## PROBLEM DESCRIPTION
Restate word for word every line from the top of the data below down through the line that holds "per instance: the".

** Opening EXTRACTED RECORDS block **

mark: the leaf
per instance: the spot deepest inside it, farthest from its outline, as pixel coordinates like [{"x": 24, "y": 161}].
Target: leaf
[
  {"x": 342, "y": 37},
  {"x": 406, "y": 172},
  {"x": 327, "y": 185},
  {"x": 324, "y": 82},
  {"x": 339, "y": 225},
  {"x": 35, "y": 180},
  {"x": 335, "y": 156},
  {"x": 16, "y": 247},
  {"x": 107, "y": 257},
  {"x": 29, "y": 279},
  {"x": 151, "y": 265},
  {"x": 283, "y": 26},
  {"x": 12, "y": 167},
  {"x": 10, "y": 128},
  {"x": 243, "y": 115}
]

** Closing EXTRACTED RECORDS block **

## SOLUTION FOR THIS EXERCISE
mark: the leaf
per instance: the spot deepest inside it, farthest from its outline, as pixel coordinates like [{"x": 24, "y": 161}].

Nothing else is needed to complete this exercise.